Start of Extract
Want to know more about what a heart attack is and the signs?

We asked the National Heart, Lung and Blood Institute for answers to our questions.

We know: 1-Minute Lesson on Heart Attack

What is a heart attack?

A heart attack occurs when the supply of blood and oxygen to an area of heart muscle is blocked, usually by a clot in a coronary artery. Often, this blockage leads to arrhythmias (irregular heartbeat or rhythm) that cause a severe decrease in the pumping function of the heart and may bring about sudden death.

What are the causes of a heart attack?

Most heart attacks are caused by a blood clot that blocks one of the coronary arteries (the blood vessels that bring blood and oxygen to the heart muscle). When blood cannot reach part of your heart, that area starves for oxygen.

Coronary Artery Disease (CAD) is the most common underlying cause of a heart attack. CAD is the hardening and narrowing of the coronary arteries by the buildup of plaque in the inside walls (atherosclerosis).

What are the signs and symptoms of a heart attack?

Signs and symptoms vary from person to person. In fact, if you have a second heart attack, your symptoms may not be the same as for the first heart attack. Some people have no symptoms. This is called a "silent" heart attack.

The warning signs and symptoms of a heart attack can include:

  • Chest discomfort. Most heart attacks involve discomfort in the center of the chest that lasts for more than a few minutes, or goes away and comes back. The discomfort can feel like uncomfortable pressure, squeezing, fullness, or pain. Heart attack pain can sometimes feel like indigestion or heartburn.
  • Discomfort in other areas of the upper body. Can include pain, discomfort, or numbness in one or both arms, the back, neck, jaw, or stomach.
  • Shortness of breath. Often comes along with chest discomfort. But it also can occur before chest discomfort.
  • Other symptoms. May include breaking out in a cold sweat, having nausea and vomiting, or feeling light-headed or dizzy.

What should I do if I think I am having a heart attack?

If you think you may be having a heart attack call 9-1-1 for help. You can begin to receive life-saving treatment in the ambulance on the way to an emergency room.

How is a heart attack treated?

A heart attack is a medical emergency. The sooner treatment begins, the better your chances of recovering. Your treatment may begin in the ambulance or in the emergency room and continue in a special area called a coronary care unit or CCU.

In the hospital, doctors will work quickly to restore blood flow to the heart and continuously monitor your vital signs to detect and treat complications.

Restoring blood flow to the heart is vital to prevent or limit damage to the heart muscle and to prevent another heart attack. The main treatments are:

  1. The use of thrombolytic ("clot-busting") drugs.
  2. Angioplasty procedures to open blocked or narrowed coronary arteries.
  3. Coronary artery bypass surgery using arteries or veins from other areas in your body to bypass your blocked coronary arteries.
End of Extract
Start of Source material
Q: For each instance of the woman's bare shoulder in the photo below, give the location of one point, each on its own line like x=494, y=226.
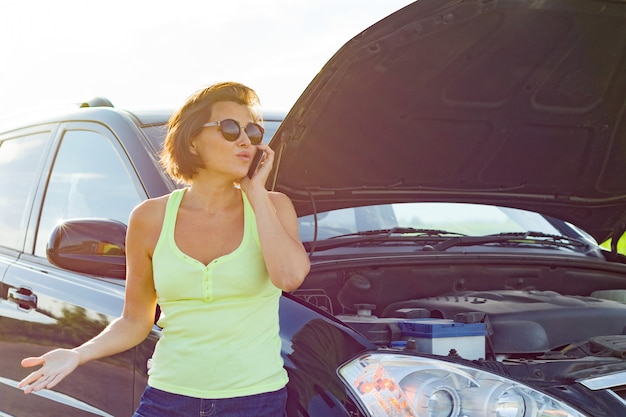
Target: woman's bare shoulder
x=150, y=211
End of Source material
Start of Source material
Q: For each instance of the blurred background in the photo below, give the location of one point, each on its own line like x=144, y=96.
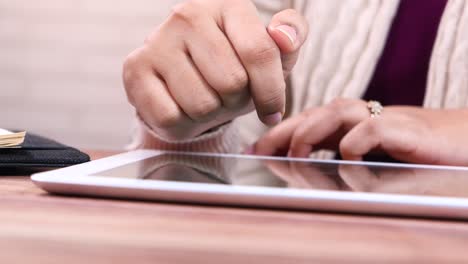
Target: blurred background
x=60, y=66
End of Source material
Task objective:
Transcribe the part of the heart attack text starting with "Most heart attacks are" and going on through "inside walls (atherosclerosis).".

Solved exercise:
Most heart attacks are caused by a blood clot that blocks one of the coronary arteries (the blood vessels that bring blood and oxygen to the heart muscle). When blood cannot reach part of your heart, that area starves for oxygen.

Coronary Artery Disease (CAD) is the most common underlying cause of a heart attack. CAD is the hardening and narrowing of the coronary arteries by the buildup of plaque in the inside walls (atherosclerosis).